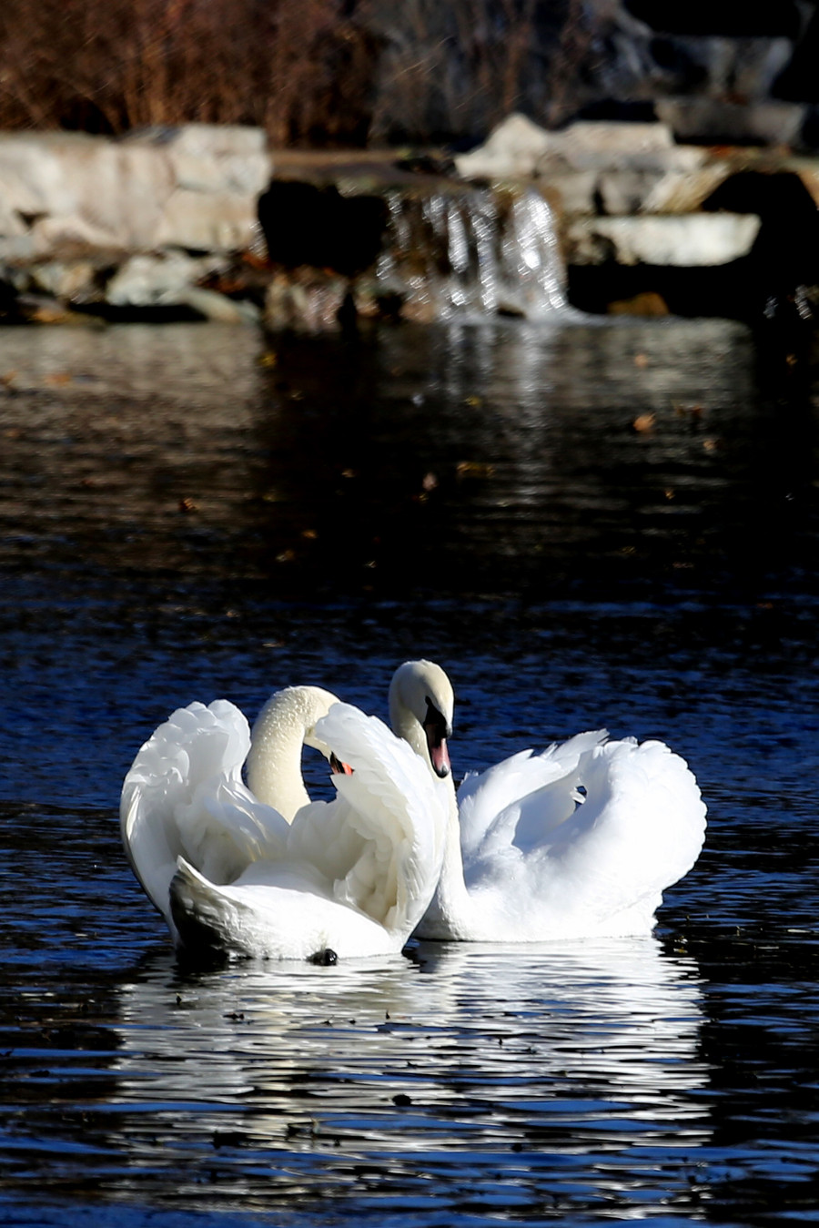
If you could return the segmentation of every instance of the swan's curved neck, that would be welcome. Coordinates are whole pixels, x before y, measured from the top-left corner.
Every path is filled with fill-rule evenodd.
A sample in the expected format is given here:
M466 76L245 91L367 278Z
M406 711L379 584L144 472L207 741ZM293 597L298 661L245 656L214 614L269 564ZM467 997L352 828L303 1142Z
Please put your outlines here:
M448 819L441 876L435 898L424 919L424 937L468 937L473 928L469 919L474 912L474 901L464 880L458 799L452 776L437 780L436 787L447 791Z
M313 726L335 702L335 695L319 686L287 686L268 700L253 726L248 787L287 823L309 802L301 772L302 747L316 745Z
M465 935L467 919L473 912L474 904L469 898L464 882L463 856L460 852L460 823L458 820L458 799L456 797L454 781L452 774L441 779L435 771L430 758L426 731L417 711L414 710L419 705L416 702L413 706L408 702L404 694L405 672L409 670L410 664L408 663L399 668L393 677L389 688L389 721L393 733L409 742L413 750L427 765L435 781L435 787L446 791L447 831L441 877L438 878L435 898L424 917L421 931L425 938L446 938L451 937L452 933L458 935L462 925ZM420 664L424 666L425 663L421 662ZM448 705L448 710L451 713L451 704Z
########
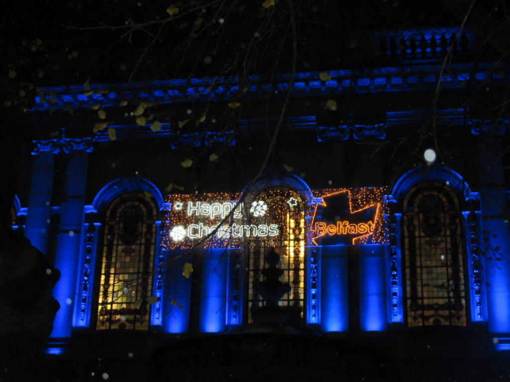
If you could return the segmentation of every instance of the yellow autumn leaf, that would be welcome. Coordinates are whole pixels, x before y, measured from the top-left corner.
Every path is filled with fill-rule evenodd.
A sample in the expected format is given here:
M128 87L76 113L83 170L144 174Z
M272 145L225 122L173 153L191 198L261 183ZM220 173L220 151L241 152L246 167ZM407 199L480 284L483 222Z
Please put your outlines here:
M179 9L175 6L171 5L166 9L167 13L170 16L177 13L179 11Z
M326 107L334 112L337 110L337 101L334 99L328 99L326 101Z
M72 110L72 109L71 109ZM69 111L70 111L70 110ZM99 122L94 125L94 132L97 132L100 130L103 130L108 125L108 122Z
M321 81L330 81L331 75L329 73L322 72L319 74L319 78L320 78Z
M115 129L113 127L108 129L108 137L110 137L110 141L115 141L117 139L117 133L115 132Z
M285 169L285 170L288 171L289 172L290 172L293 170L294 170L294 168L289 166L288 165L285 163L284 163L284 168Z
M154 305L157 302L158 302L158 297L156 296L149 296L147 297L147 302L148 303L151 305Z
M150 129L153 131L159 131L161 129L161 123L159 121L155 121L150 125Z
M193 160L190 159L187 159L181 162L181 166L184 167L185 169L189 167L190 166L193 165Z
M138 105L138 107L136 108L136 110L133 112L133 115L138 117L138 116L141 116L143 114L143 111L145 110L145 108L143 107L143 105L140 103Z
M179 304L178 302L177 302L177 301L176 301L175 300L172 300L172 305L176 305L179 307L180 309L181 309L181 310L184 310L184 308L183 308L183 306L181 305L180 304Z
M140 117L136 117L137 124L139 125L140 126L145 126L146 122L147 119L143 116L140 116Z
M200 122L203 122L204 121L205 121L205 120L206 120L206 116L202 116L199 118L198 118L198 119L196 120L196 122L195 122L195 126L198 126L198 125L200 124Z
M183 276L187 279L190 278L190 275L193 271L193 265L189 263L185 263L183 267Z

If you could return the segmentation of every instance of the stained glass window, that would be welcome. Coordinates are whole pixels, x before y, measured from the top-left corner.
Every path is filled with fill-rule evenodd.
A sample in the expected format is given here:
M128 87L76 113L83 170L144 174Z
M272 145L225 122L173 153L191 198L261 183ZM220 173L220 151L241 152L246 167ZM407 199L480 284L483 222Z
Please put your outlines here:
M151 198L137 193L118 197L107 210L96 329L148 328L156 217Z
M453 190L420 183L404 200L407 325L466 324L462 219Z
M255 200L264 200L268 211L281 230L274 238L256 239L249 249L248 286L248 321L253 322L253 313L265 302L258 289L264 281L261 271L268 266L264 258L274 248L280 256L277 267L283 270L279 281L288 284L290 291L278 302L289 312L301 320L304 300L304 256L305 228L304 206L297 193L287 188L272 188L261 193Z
########
- EXERCISE OBJECTIVE: Present every line of the listing above, from the line containing "of the yellow" through the line containing "M285 169L285 170L288", as a Markdown table with the columns Row and Line, leaving out any blank lines.

- WRITTEN SOLUTION:
| Row | Line |
|---|---|
| 1 | If you could return the segmentation of every instance of the yellow autumn leaf, that would be welcome. Coordinates are whole pixels, x before y, measured from the top-left corner. |
| 2 | Every path is filled with fill-rule evenodd. |
| 3 | A sample in the expected format is given here: |
| 4 | M128 87L76 113L83 170L144 174Z |
| 5 | M272 145L225 122L173 153L191 198L261 183ZM220 173L220 151L241 152L246 167ZM407 199L480 284L483 222Z |
| 6 | Please put your outlines here: |
| 7 | M179 9L175 6L171 5L166 9L167 13L170 16L177 13L179 11Z |
| 8 | M326 107L334 112L337 110L337 101L334 99L328 99L326 101Z |
| 9 | M72 110L72 109L71 109ZM69 111L70 111L70 110ZM99 122L94 125L94 132L97 132L100 130L103 130L108 125L108 122Z |
| 10 | M321 81L330 81L331 75L329 73L322 72L319 74L319 78L320 78Z |
| 11 | M115 129L113 127L108 129L108 137L110 137L110 141L115 141L117 139L117 133L115 132Z |
| 12 | M285 169L285 170L288 171L289 172L290 172L293 170L294 170L294 168L289 166L288 165L285 163L284 163L284 168Z |